JOB A:
Reproduce the stretch of the records below from their beginning through the line containing "point(680, 114)", including both ends and omitting the pictures.

PAGE EXCERPT:
....................

Let me take a quick look, @j-wags . Thanks for looking at this!

davidlmobley · 2019-12-20T01:03:34Z

@j-wags -- this looks like this should be fine. It's just the atom NAMES, which are cosmetic, which collide. The number of atom types (sigmas and epsilons) is correct, indicating that indeed we're just seeing a cosmetic issue.

So, this looks good to go once we re-insert the documentation, etc. (most of it can be copied over from the other BRD4 example). Do you have a few minutes to do that? If not LMK and I may be able to squeeze it in tomorrow.

Also, we need to get the water back in too-- the goal of this one was to take the original system, pull out the ligand and re-parameterize it, and stick it back into the original system. LMK if you need me to do that. It should be just a matter of re-adding the water pieces too.

j-wags · 2019-12-20T01:34:47Z

I'll take a shot at this tonight. My main goals will be to clean up and comment the code, and I'll draft the text fields as well. I find that polishing up wording and adding friendly links takes me unbounded amounts of time, so I'll leave the finalization to you.

slochower · 2019-12-20T02:32:47Z

Glad to help. Adding water back in should be in my notebook too.

…

Sent from my iPhone

On Dec 19, 2019, at 17:34, Jeff Wagner ***@***.***> wrote: I'll take a shot at this tonight. My main goals will be to clean up and comment the code, and I'll draft the text fields as well. I find that polishing up wording and adding friendly links takes me unbounded amounts of time, so I'll leave the finalization to you. — You are receiving this because you were mentioned. Reply to this email directly, view it on GitHub, or unsubscribe.

....................

ENTRIES SUPPLIED:
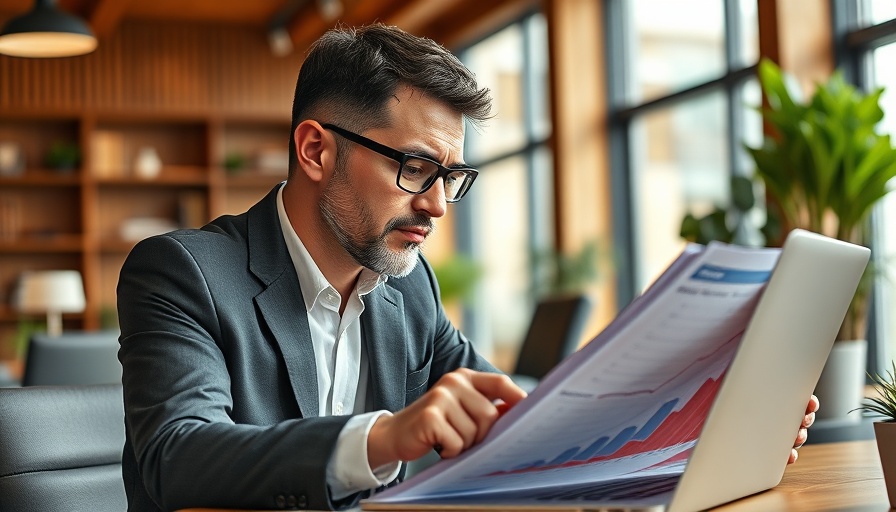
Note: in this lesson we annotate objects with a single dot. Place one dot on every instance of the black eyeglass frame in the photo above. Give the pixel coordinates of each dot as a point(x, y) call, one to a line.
point(402, 158)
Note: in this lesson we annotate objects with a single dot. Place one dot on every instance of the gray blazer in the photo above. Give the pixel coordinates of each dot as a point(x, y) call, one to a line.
point(220, 384)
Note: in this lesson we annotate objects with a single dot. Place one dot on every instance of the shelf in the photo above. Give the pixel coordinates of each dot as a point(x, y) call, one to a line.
point(171, 176)
point(42, 244)
point(42, 178)
point(253, 179)
point(95, 205)
point(117, 246)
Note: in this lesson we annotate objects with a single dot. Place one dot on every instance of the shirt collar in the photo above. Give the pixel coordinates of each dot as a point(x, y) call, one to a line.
point(311, 279)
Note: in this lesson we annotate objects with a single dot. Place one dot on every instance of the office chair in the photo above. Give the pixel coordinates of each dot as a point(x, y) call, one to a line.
point(72, 358)
point(554, 333)
point(61, 448)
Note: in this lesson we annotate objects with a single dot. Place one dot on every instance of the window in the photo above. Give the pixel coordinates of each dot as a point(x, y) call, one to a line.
point(866, 48)
point(509, 211)
point(680, 114)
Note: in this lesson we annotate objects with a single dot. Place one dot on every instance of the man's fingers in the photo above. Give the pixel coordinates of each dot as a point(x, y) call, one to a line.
point(496, 387)
point(813, 404)
point(801, 436)
point(808, 420)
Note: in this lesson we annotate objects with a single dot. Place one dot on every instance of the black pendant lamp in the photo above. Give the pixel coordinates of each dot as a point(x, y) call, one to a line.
point(46, 31)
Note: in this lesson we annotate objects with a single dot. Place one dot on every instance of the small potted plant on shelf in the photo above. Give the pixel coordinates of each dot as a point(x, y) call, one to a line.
point(63, 156)
point(882, 405)
point(825, 168)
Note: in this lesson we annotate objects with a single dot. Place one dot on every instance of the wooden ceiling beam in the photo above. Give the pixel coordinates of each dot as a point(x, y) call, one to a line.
point(414, 15)
point(472, 19)
point(106, 15)
point(410, 15)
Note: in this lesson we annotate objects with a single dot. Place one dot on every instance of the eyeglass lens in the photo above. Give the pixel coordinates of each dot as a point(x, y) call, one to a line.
point(418, 174)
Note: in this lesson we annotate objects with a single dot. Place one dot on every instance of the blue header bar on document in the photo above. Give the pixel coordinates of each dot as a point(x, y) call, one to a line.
point(729, 275)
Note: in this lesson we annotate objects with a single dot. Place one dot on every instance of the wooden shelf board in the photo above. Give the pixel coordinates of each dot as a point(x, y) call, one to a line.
point(253, 179)
point(34, 244)
point(170, 176)
point(117, 245)
point(42, 178)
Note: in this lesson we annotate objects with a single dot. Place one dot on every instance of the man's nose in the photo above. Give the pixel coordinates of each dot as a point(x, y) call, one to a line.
point(433, 200)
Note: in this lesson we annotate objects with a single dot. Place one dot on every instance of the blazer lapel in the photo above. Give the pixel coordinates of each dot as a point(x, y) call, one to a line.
point(384, 333)
point(281, 303)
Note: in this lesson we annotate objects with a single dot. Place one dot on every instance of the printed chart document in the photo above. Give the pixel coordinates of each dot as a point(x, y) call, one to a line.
point(629, 404)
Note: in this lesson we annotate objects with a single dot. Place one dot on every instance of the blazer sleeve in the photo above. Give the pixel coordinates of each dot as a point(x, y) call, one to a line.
point(178, 402)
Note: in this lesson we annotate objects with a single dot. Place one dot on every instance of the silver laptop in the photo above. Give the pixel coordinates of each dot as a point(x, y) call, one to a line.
point(751, 426)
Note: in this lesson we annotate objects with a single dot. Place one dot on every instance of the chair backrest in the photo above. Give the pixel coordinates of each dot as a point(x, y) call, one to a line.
point(60, 448)
point(77, 357)
point(554, 333)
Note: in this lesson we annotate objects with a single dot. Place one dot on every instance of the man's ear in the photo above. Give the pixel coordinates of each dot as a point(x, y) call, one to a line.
point(315, 150)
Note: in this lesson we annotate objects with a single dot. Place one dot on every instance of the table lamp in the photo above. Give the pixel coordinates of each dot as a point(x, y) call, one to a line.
point(52, 292)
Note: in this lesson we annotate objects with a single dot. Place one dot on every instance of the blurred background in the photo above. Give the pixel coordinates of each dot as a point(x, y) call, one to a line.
point(614, 119)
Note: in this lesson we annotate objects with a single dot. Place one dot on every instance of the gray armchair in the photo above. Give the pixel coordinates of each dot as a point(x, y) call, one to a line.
point(554, 333)
point(60, 448)
point(75, 357)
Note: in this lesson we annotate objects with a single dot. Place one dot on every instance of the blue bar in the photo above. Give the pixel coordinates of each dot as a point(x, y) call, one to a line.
point(565, 456)
point(656, 420)
point(587, 453)
point(716, 274)
point(618, 441)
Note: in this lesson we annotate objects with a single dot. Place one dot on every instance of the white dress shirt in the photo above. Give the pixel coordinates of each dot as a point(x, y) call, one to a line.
point(341, 361)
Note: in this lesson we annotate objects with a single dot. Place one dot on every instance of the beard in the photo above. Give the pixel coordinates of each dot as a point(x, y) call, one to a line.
point(351, 222)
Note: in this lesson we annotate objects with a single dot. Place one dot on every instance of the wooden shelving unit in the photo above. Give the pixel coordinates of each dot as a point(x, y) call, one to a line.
point(89, 218)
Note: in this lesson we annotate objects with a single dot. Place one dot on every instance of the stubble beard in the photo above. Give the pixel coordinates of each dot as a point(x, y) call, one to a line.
point(348, 220)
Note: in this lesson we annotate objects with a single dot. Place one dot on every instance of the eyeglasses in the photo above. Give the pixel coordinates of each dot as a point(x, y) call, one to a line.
point(416, 174)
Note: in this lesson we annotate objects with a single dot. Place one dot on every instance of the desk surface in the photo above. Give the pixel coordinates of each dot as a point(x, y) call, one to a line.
point(827, 477)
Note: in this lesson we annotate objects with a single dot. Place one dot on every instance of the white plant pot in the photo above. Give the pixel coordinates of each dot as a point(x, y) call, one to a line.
point(841, 387)
point(885, 433)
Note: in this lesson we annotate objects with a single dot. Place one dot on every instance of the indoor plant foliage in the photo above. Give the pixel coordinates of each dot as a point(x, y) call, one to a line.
point(884, 401)
point(884, 404)
point(826, 165)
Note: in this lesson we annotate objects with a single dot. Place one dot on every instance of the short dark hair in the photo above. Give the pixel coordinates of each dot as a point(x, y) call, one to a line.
point(349, 75)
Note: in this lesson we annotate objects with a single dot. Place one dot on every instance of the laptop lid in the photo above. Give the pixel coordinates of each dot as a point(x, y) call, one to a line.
point(773, 373)
point(749, 430)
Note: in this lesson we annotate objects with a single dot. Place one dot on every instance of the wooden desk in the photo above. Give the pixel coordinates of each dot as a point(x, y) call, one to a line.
point(827, 477)
point(832, 476)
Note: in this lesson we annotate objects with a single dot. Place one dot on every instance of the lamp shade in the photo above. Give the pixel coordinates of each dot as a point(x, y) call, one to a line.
point(45, 31)
point(57, 291)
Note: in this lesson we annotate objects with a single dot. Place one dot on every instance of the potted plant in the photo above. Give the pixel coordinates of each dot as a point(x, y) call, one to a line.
point(63, 156)
point(824, 169)
point(883, 407)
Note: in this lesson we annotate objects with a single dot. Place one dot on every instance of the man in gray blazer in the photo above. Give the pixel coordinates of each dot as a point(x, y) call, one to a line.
point(293, 356)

....................

JOB B:
Transcribe word for word the stretch of the discussion thread from "Also, we need" through "my notebook too.".

CORRECT ANSWER A:
Note: in this lesson we annotate objects with a single dot. Place one dot on every instance of the black eyeglass frame in the photo above. Give the pixel coordinates of each dot as a point(x, y) call, one to a line.
point(402, 158)
Note: in this lesson we annotate objects with a single dot. Place one dot on every instance of the gray blazer in the photo above. Give the pixel coordinates of each dot as a point(x, y) call, one to a line.
point(220, 384)
Note: in this lesson we annotate objects with a single dot. Place one dot on every instance of the shelf in the photo above. Give the pixel coordinates of each dot as a point(x, y) call, one to a line.
point(171, 176)
point(42, 244)
point(42, 178)
point(253, 179)
point(95, 205)
point(117, 246)
Note: in this lesson we annotate objects with a single dot. Place one dot on every instance of the shirt collar in the photo above. Give the pixel coordinates of each dot as a point(x, y) call, one to a line.
point(311, 279)
Note: in this lesson we annotate objects with a single dot. Place one dot on every instance of the office chair in the photo above. Give the pixel coordinates of each dot as a point(x, y) call, one to a line.
point(72, 358)
point(554, 333)
point(61, 448)
Note: in this lesson we annotate objects with a single dot. Place one dot on every instance of the window in the photo above. Give the pixel coordinates of each dot as a point(x, y) call, one to a line.
point(866, 48)
point(509, 211)
point(680, 114)

CORRECT ANSWER B:
Also, we need to get the water back in too-- the goal of this one was to take the original system, pull out the ligand and re-parameterize it, and stick it back into the original system. LMK if you need me to do that. It should be just a matter of re-adding the water pieces too.

j-wags · 2019-12-20T01:34:47Z

I'll take a shot at this tonight. My main goals will be to clean up and comment the code, and I'll draft the text fields as well. I find that polishing up wording and adding friendly links takes me unbounded amounts of time, so I'll leave the finalization to you.

slochower · 2019-12-20T02:32:47Z

Glad to help. Adding water back in should be in my notebook too.